Start of RECORDED INFORMATION

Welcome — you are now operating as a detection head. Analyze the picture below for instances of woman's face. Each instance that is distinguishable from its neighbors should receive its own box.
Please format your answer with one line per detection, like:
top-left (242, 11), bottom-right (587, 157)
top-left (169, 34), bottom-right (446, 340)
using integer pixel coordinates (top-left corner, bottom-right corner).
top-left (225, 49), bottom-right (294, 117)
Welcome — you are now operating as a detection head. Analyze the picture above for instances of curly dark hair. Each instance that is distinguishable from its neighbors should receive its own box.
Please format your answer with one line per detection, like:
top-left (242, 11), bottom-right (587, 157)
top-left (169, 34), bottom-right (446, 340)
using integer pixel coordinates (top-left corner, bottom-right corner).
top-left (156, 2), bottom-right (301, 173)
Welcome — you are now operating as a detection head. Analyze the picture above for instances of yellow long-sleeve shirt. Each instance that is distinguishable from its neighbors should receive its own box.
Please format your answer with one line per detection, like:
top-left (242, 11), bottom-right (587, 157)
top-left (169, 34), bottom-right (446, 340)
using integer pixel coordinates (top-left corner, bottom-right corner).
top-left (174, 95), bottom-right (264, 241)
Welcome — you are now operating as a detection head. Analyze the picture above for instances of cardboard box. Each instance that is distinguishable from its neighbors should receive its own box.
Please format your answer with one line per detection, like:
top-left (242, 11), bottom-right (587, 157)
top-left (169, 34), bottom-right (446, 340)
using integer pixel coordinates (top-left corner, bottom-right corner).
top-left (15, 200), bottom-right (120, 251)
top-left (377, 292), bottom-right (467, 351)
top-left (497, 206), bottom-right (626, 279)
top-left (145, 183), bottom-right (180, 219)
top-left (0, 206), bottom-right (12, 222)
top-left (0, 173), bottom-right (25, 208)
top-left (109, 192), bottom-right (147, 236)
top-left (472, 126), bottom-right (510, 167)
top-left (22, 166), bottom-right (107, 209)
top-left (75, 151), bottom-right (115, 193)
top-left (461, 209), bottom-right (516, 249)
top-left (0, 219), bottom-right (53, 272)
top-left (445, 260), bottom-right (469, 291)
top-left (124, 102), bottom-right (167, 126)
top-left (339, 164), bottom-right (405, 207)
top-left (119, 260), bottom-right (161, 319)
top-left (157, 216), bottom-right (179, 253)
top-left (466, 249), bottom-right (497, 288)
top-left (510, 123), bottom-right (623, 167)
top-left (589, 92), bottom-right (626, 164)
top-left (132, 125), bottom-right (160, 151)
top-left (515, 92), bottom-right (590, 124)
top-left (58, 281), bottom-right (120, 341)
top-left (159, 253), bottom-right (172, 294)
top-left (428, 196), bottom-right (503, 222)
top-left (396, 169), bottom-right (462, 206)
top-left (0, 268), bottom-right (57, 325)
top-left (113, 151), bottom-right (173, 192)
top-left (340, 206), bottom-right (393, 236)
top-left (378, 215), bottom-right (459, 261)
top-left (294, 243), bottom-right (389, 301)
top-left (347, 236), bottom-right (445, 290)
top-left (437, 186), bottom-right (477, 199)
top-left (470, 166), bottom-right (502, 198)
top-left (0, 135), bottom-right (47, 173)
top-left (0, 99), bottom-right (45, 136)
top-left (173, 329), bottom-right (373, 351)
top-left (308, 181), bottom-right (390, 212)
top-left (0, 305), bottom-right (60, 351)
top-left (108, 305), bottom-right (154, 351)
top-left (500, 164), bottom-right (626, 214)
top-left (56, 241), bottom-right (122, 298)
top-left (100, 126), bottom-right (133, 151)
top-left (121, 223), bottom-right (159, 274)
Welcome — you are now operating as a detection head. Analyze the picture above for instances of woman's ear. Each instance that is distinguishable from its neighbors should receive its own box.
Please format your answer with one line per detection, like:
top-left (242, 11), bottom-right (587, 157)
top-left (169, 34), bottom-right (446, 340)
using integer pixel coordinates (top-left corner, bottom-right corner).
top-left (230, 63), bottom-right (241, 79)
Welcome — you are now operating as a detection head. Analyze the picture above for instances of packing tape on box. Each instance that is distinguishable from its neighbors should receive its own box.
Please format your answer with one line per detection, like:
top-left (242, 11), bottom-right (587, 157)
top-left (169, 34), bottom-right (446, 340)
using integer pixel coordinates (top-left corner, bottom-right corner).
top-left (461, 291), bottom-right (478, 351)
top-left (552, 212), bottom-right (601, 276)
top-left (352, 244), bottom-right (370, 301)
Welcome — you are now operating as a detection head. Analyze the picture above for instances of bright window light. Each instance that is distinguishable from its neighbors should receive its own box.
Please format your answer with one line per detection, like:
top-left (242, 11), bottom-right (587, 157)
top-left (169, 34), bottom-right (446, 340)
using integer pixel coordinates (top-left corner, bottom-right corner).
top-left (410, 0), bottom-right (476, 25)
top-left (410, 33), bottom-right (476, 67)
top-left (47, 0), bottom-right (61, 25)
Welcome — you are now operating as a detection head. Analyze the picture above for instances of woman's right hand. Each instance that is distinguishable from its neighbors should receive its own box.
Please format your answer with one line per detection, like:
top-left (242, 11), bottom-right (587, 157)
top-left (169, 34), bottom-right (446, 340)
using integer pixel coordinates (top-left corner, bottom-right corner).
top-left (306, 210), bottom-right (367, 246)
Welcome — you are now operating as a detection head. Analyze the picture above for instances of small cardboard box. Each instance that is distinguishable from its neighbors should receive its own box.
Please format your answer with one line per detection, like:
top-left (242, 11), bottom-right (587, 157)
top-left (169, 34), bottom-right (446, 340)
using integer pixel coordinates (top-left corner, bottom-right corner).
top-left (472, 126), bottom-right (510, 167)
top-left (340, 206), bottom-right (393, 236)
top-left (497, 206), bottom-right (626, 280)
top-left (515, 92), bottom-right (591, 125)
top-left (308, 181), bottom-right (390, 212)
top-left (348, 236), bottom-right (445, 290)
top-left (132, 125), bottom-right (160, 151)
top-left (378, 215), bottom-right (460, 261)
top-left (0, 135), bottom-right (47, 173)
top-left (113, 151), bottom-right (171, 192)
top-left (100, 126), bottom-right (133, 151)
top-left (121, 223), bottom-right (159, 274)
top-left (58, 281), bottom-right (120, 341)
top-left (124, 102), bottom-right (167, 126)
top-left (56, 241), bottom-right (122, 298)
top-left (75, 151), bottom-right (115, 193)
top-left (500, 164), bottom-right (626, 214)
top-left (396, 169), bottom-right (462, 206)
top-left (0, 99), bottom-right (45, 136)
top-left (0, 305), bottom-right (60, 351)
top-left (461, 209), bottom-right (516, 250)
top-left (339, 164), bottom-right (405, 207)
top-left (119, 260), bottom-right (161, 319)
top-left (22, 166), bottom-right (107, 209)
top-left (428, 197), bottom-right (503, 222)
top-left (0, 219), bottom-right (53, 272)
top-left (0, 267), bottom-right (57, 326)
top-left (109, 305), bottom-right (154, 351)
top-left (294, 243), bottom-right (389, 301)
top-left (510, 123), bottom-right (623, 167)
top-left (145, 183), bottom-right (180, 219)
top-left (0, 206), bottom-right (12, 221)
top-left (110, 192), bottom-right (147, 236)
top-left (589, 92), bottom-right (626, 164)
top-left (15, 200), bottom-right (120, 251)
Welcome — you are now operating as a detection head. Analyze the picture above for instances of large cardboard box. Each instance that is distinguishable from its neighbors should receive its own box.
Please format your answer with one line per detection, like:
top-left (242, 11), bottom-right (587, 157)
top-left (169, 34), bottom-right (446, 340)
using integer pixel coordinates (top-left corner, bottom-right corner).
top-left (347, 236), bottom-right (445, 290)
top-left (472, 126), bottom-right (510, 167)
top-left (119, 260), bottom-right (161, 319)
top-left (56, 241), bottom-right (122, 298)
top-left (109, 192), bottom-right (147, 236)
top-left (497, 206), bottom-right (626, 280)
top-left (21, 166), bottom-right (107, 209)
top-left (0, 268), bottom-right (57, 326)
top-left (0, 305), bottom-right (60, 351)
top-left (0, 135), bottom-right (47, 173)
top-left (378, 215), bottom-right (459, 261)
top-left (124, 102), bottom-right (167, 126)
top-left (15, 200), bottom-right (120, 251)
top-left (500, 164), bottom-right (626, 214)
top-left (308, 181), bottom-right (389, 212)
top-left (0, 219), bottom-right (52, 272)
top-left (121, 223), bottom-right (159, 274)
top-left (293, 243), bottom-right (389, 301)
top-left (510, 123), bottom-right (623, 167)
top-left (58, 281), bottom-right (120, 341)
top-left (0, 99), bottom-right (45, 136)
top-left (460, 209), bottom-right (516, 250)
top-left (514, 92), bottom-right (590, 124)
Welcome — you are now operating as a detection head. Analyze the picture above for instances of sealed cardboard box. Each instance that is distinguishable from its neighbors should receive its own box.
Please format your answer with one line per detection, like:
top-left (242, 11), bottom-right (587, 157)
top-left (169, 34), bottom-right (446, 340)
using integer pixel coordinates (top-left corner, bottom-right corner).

End of RECORDED INFORMATION
Start of RECORDED INFORMATION

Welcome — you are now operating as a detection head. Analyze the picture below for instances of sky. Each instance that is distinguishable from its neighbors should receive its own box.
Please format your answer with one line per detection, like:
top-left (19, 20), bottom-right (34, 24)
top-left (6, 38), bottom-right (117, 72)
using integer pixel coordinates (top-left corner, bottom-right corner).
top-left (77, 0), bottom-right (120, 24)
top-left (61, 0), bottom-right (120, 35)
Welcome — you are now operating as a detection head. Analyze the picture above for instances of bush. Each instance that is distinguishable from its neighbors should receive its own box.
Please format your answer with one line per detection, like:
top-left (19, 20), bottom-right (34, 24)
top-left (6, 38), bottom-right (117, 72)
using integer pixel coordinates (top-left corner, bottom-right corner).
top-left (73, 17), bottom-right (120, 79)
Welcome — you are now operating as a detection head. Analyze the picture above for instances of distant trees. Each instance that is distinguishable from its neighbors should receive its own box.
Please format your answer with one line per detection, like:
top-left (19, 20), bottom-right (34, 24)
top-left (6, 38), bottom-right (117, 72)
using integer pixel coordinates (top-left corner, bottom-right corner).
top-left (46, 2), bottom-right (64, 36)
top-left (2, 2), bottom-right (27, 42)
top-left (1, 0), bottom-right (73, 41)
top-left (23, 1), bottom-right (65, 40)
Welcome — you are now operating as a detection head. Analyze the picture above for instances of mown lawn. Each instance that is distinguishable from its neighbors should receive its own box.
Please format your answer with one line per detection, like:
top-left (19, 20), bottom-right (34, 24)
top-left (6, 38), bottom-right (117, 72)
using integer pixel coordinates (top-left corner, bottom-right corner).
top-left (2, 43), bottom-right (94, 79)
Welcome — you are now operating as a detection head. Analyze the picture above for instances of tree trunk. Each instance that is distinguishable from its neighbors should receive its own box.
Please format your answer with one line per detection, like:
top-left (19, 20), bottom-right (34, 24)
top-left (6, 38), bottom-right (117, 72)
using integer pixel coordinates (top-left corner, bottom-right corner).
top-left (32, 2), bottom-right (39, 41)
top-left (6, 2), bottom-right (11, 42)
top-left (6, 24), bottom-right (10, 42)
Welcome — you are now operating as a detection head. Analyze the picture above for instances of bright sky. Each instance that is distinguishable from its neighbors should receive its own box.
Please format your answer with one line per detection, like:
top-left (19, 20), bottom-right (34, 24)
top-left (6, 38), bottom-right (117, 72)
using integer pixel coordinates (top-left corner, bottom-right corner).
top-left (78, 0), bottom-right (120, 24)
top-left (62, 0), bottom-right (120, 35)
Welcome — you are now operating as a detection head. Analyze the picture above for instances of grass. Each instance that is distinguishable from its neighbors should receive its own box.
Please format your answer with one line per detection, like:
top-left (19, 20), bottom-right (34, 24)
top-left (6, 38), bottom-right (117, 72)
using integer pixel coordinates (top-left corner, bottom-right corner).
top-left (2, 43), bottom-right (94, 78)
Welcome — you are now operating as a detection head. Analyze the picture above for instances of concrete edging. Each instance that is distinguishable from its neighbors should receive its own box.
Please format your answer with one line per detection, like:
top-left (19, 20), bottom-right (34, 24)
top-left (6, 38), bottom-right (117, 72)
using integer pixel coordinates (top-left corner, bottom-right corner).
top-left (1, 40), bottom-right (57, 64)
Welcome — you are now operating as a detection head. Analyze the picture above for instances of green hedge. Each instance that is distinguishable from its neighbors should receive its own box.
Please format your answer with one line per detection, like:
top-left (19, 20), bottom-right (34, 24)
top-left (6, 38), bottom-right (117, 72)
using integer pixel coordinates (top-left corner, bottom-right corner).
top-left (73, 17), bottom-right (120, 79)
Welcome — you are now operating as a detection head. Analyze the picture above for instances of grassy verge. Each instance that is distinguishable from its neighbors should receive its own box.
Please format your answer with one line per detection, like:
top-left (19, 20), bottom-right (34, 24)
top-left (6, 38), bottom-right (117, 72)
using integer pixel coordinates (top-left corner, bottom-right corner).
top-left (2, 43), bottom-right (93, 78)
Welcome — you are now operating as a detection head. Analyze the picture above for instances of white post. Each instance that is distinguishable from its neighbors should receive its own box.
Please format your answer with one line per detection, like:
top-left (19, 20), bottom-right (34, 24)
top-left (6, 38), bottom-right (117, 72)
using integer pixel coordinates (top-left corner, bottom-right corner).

End of RECORDED INFORMATION

Please return every line of the records above that contains the word "bright".

Welcome — you are now operating as a detection head. Analyze the picture above for instances of bright window light. Each instance that is distinguishable from its neighbors should receive its own box.
Welcome — you are now operating as a detection head. Analyze the picture above for instances of bright sky. Each instance that is distinguishable from its neighbors should receive its own box.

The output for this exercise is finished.